Task inputs:
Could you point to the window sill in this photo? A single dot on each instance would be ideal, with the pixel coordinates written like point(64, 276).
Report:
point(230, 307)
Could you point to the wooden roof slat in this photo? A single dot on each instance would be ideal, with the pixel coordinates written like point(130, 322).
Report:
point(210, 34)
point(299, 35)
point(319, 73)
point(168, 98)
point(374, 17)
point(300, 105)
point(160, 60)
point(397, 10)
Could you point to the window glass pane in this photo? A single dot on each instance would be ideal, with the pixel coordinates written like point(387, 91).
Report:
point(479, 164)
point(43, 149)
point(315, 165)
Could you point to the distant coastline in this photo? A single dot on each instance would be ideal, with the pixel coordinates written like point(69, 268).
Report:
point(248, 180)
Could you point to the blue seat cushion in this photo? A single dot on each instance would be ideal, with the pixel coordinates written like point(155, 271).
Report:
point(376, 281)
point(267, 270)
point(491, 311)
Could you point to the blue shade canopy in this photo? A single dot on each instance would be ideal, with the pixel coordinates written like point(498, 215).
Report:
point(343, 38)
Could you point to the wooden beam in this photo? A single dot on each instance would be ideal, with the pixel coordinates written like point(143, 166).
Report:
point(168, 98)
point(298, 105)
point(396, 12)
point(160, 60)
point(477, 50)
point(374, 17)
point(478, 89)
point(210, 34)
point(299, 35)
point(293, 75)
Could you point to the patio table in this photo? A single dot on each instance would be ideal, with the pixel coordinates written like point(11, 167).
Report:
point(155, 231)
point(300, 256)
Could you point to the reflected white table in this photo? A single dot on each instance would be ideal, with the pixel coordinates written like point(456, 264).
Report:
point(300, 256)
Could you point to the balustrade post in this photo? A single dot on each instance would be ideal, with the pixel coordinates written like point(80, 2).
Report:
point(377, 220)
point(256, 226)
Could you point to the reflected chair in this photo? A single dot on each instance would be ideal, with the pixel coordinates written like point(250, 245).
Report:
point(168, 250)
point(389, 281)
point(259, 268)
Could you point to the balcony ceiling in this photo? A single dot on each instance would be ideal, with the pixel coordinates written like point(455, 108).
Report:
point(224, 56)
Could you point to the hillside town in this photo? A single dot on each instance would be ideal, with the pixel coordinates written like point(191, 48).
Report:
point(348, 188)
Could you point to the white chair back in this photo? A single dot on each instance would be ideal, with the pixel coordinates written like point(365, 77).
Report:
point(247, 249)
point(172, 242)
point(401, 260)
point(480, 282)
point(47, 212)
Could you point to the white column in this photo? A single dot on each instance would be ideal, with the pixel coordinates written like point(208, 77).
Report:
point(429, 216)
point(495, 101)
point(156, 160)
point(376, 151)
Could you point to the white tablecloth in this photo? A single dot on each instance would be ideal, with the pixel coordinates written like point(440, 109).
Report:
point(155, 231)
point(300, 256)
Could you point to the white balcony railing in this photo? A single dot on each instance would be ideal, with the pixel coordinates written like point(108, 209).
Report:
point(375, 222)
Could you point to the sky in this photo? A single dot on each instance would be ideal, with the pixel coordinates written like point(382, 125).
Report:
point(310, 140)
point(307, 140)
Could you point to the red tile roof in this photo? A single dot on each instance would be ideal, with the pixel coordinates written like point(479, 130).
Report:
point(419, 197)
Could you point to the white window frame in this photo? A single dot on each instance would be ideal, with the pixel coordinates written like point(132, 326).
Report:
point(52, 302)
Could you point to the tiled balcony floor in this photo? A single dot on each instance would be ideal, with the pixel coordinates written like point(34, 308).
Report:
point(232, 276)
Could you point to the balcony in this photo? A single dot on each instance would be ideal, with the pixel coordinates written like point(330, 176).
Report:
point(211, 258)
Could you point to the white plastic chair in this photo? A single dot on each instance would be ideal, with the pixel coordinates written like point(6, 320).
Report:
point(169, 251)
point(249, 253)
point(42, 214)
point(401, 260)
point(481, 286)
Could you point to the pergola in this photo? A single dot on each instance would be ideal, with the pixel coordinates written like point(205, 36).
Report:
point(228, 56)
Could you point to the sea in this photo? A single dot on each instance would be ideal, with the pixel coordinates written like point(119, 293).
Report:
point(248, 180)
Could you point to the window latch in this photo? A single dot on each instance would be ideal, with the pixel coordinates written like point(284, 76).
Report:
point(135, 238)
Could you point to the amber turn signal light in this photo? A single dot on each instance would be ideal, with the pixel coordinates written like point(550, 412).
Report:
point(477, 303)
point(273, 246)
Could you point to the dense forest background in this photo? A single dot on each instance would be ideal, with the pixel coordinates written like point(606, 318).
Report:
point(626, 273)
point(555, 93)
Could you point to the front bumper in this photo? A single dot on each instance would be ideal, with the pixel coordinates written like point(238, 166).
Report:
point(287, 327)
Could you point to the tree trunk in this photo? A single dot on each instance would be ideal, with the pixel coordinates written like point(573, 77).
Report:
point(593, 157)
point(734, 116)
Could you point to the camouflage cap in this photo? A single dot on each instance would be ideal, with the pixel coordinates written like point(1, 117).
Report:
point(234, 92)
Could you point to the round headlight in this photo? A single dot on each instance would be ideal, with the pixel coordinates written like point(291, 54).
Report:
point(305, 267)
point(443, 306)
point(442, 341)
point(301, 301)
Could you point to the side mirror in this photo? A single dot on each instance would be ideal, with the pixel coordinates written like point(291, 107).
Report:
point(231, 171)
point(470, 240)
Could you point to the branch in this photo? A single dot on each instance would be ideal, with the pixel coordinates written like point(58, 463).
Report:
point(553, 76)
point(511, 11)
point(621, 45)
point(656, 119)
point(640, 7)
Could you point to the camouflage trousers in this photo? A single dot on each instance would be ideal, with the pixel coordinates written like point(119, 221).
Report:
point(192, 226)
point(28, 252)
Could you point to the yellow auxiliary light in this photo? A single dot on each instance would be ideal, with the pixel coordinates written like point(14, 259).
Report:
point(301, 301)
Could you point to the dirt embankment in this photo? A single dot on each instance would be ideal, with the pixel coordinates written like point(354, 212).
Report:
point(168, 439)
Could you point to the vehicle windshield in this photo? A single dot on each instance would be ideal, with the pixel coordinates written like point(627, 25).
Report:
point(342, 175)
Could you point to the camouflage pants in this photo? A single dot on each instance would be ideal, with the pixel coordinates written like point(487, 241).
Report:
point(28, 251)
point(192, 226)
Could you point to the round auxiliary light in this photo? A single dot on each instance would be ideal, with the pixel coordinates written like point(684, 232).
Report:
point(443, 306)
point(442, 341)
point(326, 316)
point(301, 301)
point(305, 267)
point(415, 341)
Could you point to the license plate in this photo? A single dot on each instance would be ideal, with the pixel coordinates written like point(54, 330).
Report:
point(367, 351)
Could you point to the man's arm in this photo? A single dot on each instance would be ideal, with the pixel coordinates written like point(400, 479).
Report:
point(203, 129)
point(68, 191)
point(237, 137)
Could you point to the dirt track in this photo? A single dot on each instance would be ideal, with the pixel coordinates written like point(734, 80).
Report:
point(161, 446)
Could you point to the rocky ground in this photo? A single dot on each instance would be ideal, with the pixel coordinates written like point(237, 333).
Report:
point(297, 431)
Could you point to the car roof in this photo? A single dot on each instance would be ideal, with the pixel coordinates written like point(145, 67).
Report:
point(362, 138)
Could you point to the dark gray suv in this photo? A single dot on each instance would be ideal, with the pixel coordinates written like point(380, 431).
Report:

Exercise brief:
Copy out all of the material above line for line, with no changes.

Result for this task:
Could you point to the window sill in this photo? A single dot on each instance would be ideal, with the pixel coordinates written like point(64, 276).
Report:
point(230, 307)
Could you point to the wooden roof slat in this photo? A single dot on each instance would be ideal, with the pixel coordinates written like point(130, 322).
Report:
point(210, 34)
point(299, 35)
point(319, 73)
point(168, 98)
point(374, 17)
point(300, 105)
point(160, 60)
point(397, 10)
Could you point to the window glass pane in this photo? A single dot on each instance would be ideal, with the pixel coordinates written like point(387, 91).
Report:
point(479, 164)
point(43, 149)
point(315, 165)
Could you point to the distant coastline in this photo? A single dot on each instance would be ideal, with the pixel coordinates written like point(69, 268).
Report:
point(248, 180)
Could you point to the blue seat cushion in this photo? A single dot on each instance would be ideal, with the pixel coordinates written like point(155, 271).
Report:
point(376, 281)
point(267, 270)
point(491, 311)
Could you point to the blue shade canopy in this photo? A single dot on each instance would be ideal, with the pixel coordinates written like point(498, 215).
Report:
point(343, 38)
Could you point to the wooden beam in this photo? A single dot on each instance would be ideal, with the pixel coordinates written like point(143, 166).
Report:
point(168, 98)
point(298, 105)
point(396, 12)
point(160, 60)
point(477, 50)
point(374, 17)
point(478, 89)
point(210, 34)
point(299, 35)
point(293, 75)
Could you point to the patio table in this photo? A single dot on each instance would be ideal, with the pixel coordinates written like point(11, 167).
Report:
point(155, 231)
point(300, 256)
Could you point to the reflected white table in this photo? A single dot on each instance would be ideal, with the pixel coordinates written like point(456, 264).
Report:
point(300, 256)
Could you point to the balustrade post in this photo? A single dot on each instance would be ideal, with the pixel coordinates written like point(80, 2).
Report:
point(377, 220)
point(256, 226)
Could you point to the reflected chair in this photo? A single dot on each instance would be ideal, with the pixel coordinates written like point(250, 245).
Report:
point(168, 250)
point(389, 281)
point(259, 268)
Could you point to the balcony ceiling in this photo? A single dot on each instance would be ideal, with the pixel coordinates written like point(455, 108).
Report:
point(224, 56)
Could you point to the hillside town in this photo? A single dot on each instance would be ideal, with the pixel coordinates written like point(191, 48).
Report:
point(348, 188)
Could you point to the white chair back in this photo? A single dot on each instance would be ideal, with the pixel coordinates written like point(365, 77).
Report:
point(247, 249)
point(172, 242)
point(401, 260)
point(480, 282)
point(47, 212)
Could you point to the white column in this photo? A single dot on each instance would be ideal, with the pixel coordinates written like point(208, 77).
Report:
point(429, 216)
point(495, 101)
point(156, 160)
point(376, 151)
Could you point to the white tablecloth in this photo? A single dot on each instance would be ideal, with the pixel coordinates written like point(440, 109).
Report:
point(155, 231)
point(300, 256)
Could you point to the white balcony railing in this photo? A single dot on each instance would be ideal, with the pixel coordinates written like point(108, 209).
Report:
point(375, 222)
Could you point to the sky in this photo? A single dot on each instance would be ideal, with the pixel coordinates written like point(382, 125).
Report:
point(310, 140)
point(307, 140)
Could you point to the red tile roof in this photo? A single dot on each instance would be ideal, with the pixel coordinates written like point(479, 130).
Report:
point(419, 197)
Could you point to the white window frame in this photo? A single dot on each instance would be ideal, with the pixel coordinates written like point(132, 326).
Report:
point(52, 302)
Could you point to the tiled balcony floor in this photo? A single dot on each instance would be ideal, with the pixel coordinates written like point(34, 308).
Report:
point(232, 276)
Could you point to the balcony in this photo? A single dot on each instance would be ideal, with the pixel coordinates written like point(330, 176).
Report:
point(211, 258)
Could you point to the white plastic chair in this photo? A single dot on each instance would be ideal, with the pixel coordinates written like point(6, 320).
Report:
point(169, 251)
point(249, 253)
point(42, 214)
point(401, 260)
point(481, 286)
Could you point to the pergola in this photo? A single dot on each instance would be ideal, with the pixel coordinates written like point(205, 36).
Report:
point(228, 56)
Could you point to the sea in this photo? A single dot on each instance would be ideal, with the pixel coordinates written like point(119, 293).
Report:
point(248, 180)
Could you point to the window latch in this photo? A single dot on each instance would be ideal, with the pixel coordinates written like point(284, 76).
Report:
point(135, 238)
Could you point to the amber turn signal light in this photo? A single dot on each instance would be ideal, with the pixel coordinates written like point(550, 412).
Report:
point(477, 303)
point(273, 246)
Could you point to the dense forest background in this photo? A single dot on each instance would be ideal, with the pixel coordinates written like point(606, 318).
Report:
point(626, 273)
point(555, 93)
Could you point to the front bumper in this photo? A single dot on each instance would be ideal, with the pixel coordinates written like point(238, 166).
Report:
point(287, 327)
Could you point to the tree trunk in this photo? A single dot on each instance would be ideal, with the pixel coordinates written like point(573, 77).
Report:
point(593, 157)
point(734, 116)
Could you point to the camouflage cap in this photo? A single dot on each instance would be ideal, with the pixel coordinates written like point(1, 117).
Report:
point(234, 92)
Could you point to the round headlight in this photo? A single dot on each instance would be ideal, with the pixel coordinates written like point(291, 54).
Report:
point(305, 267)
point(443, 306)
point(442, 341)
point(301, 301)
Could you point to the side mirror in this photo? A single dot on each instance would be ideal, with the pixel coordinates written like point(291, 107).
Report:
point(231, 171)
point(470, 240)
Could you point to the branch in this photo? A single dot on each instance would be ideal, with the pixel coordinates written like point(58, 463).
Report:
point(553, 76)
point(511, 11)
point(621, 45)
point(656, 119)
point(640, 7)
Could you point to the camouflage trousers in this photo? A single dot on each instance would be ideal, with the pixel coordinates written like point(119, 221).
Report:
point(192, 226)
point(28, 252)
Could you point to the yellow auxiliary light in this photo? A single dot on each instance would be ideal, with the pixel coordinates written like point(14, 259).
Report:
point(301, 301)
Could you point to the dirt embankment in this photo? A single dot on each instance would be ideal, with the pixel coordinates written like point(354, 212).
Report:
point(168, 439)
Could you point to the vehicle windshield in this photo? A single dot on each instance would be ideal, with the pixel coordinates written like point(627, 25).
Report:
point(342, 175)
Could you point to the camouflage pants in this photo? A single dot on each instance would be ideal, with the pixel coordinates written like point(487, 241).
Report:
point(28, 251)
point(192, 226)
Could you point to the round auxiliary light in this photo? A single dot on each instance would be ideal, with the pixel coordinates written like point(684, 232).
Report:
point(443, 306)
point(442, 341)
point(326, 316)
point(301, 301)
point(305, 267)
point(415, 341)
Could you point to the license plate in this photo? A single dot on each instance would be ideal, with the pixel coordinates written like point(54, 330).
Report:
point(367, 351)
Could you point to the man's arm in this photo? A single dot on each instance would be ideal, with the pixel coordinates written like point(400, 479).
Report:
point(203, 129)
point(68, 191)
point(237, 137)
Could you point to the dirt track in this photo? A single dot on each instance would be ideal, with the pixel coordinates written like point(734, 80).
Report:
point(161, 446)
Could you point to the rocky ground in this photo? A single dot on each instance would be ideal, with the pixel coordinates written like point(237, 333).
Report:
point(297, 431)
Could you point to the car roof in this photo? A single dot on each instance would be ideal, with the pixel coordinates written like point(145, 67).
Report:
point(362, 138)
Could you point to the dark gray suv in this photo? A single dot on each instance would be ideal, with the pixel coordinates written like point(380, 431).
Report:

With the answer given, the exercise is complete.